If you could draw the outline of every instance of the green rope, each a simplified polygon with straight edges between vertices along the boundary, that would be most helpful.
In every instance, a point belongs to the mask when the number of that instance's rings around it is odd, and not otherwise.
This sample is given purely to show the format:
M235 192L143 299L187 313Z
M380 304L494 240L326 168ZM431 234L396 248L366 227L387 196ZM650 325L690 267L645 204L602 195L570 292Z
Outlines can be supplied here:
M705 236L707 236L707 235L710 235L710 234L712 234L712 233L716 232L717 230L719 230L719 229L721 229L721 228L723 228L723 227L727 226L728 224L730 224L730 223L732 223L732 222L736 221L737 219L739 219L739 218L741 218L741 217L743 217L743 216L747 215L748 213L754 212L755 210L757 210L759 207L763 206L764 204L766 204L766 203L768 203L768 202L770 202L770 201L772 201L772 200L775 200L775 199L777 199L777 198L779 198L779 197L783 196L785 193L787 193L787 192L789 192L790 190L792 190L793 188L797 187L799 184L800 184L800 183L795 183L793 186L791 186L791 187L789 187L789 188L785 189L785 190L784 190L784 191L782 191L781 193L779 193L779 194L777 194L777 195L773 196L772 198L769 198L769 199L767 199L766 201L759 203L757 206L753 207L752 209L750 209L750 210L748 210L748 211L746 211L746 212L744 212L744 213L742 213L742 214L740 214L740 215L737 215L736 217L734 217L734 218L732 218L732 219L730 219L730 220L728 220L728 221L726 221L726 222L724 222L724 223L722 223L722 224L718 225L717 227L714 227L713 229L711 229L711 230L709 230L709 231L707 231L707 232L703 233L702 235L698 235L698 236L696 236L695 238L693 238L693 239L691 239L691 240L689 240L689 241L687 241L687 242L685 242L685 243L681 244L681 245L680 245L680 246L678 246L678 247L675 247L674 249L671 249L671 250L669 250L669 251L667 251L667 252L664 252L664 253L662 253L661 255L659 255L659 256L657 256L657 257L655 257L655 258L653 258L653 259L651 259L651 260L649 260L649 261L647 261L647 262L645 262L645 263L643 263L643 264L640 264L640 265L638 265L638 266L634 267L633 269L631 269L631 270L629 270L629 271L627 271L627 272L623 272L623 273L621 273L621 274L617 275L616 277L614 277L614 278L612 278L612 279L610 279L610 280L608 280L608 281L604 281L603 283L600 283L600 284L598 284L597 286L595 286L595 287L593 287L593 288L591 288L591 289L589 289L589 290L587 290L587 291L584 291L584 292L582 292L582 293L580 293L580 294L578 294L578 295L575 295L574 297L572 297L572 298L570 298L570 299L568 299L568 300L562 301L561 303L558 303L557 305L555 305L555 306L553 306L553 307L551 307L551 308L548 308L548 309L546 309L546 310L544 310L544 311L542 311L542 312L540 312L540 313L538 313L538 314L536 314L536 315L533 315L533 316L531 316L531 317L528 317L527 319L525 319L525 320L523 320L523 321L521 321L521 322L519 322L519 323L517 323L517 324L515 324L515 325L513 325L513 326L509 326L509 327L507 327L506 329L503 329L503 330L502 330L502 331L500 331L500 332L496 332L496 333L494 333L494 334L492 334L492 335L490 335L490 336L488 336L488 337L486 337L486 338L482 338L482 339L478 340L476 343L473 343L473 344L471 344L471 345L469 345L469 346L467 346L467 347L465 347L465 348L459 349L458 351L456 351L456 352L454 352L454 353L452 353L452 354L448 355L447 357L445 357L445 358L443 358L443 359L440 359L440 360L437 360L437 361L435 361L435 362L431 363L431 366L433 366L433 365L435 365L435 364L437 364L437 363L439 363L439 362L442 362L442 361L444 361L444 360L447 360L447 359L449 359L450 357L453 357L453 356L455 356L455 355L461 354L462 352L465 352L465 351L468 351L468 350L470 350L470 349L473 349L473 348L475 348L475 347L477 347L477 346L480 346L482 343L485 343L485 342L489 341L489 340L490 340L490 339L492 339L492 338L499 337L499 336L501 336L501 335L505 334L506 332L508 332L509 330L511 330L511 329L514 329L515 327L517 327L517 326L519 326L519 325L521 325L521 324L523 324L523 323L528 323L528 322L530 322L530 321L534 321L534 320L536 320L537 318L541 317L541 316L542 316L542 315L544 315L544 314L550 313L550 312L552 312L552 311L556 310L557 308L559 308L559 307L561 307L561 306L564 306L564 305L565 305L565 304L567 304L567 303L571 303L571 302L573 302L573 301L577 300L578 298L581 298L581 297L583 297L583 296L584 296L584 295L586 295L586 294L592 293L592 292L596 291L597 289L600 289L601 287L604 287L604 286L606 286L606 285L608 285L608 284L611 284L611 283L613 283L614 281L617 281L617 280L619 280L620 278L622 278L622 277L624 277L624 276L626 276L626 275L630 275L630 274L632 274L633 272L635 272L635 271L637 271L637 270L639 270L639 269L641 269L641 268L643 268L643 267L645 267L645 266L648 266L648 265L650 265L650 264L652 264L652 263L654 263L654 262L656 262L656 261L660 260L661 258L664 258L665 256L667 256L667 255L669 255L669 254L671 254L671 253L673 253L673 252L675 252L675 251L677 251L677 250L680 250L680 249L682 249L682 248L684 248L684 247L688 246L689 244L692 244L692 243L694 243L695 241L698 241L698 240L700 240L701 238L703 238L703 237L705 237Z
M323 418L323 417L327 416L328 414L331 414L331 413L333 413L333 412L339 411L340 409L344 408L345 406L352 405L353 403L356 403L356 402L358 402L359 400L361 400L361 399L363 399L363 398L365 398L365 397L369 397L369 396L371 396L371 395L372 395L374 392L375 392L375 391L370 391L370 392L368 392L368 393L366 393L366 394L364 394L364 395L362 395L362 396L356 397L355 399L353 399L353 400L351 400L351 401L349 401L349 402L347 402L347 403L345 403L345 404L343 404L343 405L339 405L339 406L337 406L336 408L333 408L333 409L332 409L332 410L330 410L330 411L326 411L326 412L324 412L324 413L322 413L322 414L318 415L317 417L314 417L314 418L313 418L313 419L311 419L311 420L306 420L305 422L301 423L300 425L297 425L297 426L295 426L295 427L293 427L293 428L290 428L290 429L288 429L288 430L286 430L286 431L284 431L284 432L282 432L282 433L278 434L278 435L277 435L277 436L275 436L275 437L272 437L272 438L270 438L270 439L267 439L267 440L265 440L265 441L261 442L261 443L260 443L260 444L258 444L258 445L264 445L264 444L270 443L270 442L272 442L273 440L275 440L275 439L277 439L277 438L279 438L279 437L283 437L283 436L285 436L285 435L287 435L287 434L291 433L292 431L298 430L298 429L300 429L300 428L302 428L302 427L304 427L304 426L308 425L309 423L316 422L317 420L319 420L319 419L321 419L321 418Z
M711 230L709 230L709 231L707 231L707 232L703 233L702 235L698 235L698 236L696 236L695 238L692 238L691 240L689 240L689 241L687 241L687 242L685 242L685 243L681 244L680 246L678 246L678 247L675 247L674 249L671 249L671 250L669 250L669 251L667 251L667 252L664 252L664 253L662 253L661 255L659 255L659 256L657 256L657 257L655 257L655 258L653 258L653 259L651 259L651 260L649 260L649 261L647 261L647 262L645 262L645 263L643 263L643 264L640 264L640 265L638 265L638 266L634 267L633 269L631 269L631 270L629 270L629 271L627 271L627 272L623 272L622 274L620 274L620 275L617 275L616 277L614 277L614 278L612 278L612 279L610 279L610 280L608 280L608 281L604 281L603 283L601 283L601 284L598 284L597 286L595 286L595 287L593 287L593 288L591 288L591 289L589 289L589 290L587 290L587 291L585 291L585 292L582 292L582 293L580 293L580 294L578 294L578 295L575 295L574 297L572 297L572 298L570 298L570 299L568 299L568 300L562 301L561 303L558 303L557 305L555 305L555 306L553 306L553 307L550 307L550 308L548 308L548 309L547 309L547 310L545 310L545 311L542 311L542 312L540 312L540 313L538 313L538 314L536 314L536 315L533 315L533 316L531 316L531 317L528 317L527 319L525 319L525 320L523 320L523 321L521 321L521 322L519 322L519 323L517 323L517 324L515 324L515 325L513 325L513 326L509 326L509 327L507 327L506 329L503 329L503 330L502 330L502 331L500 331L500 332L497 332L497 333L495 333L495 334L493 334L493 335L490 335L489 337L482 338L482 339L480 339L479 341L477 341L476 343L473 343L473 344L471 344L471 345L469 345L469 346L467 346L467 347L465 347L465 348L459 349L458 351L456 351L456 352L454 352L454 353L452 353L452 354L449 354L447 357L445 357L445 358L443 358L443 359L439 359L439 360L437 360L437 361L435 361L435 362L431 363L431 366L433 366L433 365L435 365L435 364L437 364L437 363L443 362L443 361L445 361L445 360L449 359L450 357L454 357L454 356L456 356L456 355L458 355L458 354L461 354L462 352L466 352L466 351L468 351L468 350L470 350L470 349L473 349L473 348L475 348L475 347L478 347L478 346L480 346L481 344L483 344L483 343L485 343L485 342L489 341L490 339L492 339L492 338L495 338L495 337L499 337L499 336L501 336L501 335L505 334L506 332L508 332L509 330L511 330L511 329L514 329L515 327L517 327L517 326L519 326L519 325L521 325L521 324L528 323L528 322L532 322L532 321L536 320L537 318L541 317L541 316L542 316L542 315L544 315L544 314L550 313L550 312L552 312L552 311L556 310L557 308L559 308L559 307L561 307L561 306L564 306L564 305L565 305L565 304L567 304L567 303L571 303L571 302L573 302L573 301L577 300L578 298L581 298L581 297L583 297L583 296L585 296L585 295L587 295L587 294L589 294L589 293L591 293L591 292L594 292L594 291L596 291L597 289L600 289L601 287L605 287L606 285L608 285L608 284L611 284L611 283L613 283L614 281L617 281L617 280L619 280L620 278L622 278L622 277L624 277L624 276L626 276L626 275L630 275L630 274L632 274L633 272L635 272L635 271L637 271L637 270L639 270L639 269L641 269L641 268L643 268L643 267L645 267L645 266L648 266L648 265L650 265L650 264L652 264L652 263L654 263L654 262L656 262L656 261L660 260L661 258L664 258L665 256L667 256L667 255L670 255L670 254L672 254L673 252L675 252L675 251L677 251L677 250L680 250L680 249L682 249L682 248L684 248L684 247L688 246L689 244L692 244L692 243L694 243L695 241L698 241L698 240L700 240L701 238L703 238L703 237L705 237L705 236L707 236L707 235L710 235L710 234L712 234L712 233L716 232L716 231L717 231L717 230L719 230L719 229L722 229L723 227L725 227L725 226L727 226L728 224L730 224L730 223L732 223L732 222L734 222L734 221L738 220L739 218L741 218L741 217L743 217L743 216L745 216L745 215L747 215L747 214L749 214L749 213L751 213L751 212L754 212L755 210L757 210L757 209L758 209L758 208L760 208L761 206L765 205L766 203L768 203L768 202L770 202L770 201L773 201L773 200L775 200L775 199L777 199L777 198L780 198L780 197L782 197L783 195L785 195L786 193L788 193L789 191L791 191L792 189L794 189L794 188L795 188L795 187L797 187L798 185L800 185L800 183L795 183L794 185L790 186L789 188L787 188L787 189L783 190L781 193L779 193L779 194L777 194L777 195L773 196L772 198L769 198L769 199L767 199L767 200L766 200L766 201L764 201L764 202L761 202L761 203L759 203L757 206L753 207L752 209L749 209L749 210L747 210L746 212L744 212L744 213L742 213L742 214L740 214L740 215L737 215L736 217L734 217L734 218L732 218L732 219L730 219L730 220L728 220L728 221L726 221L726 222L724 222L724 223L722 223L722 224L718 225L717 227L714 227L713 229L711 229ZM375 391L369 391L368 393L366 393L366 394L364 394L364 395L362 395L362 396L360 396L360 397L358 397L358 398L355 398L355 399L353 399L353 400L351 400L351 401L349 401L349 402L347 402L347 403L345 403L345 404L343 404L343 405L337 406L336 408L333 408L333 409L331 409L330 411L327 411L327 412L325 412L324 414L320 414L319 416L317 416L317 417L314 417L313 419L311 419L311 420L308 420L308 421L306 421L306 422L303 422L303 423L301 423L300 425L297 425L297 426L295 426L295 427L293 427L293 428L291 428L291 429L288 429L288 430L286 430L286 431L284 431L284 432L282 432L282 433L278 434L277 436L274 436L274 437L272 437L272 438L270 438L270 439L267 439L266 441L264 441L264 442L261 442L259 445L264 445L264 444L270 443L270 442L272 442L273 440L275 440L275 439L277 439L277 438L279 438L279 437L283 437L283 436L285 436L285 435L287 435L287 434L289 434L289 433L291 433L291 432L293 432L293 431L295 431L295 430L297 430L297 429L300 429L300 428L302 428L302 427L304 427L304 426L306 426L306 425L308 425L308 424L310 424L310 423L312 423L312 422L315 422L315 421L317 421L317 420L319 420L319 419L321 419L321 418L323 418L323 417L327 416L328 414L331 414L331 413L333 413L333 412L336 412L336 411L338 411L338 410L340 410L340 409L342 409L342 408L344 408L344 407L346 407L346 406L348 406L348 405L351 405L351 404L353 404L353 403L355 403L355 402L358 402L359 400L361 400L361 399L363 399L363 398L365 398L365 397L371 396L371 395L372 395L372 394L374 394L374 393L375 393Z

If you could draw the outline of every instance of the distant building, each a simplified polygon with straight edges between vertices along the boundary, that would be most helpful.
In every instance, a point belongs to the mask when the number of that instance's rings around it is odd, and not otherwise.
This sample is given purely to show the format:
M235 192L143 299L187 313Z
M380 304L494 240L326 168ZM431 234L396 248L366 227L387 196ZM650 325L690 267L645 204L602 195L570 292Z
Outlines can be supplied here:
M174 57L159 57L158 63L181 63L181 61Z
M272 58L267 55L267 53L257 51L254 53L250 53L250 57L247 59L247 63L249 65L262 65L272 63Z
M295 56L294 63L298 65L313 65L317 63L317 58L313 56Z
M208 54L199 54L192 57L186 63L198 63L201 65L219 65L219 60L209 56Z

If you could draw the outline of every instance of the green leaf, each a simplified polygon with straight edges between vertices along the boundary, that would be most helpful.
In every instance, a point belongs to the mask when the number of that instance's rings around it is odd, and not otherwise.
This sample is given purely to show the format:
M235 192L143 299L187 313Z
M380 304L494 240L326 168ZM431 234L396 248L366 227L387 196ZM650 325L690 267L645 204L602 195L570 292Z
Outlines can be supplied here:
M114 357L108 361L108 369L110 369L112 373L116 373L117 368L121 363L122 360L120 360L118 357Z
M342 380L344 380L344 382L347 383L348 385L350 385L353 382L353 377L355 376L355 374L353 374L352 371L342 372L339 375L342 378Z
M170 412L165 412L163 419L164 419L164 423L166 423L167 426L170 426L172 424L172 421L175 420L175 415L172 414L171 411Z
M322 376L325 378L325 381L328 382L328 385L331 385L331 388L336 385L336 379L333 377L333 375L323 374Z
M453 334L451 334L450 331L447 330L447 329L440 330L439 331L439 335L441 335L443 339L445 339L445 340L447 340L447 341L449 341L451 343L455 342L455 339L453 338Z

## Assigned task
Output each line of the listing above that has "helpful".

## Written reply
If you could draw the outline of every instance of the green rope, each a simplified polygon with straight edges between vertices along the boundary, that would be most helpful.
If you could draw the outline of every instance of the distant building, each a simplified polygon with straight edges between vertices along the boundary, that would be most helpful.
If you could draw the outline of every instance of the green leaf, each a simplified polygon with straight edges between vertices along the boundary, that would be most helpful.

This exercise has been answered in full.